Top of RECORDS SHOWN

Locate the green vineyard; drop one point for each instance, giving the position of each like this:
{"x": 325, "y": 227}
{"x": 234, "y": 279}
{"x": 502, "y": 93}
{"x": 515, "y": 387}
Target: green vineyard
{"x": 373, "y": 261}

Bottom of RECORDS SHOWN

■ **TASK OBJECTIVE**: Every record needs to be reproduced exactly, with none skipped.

■ **RESULT**:
Locate the green vineyard; drop one point for each instance, giving the position of each like this:
{"x": 325, "y": 227}
{"x": 234, "y": 279}
{"x": 502, "y": 93}
{"x": 515, "y": 387}
Target: green vineyard
{"x": 373, "y": 261}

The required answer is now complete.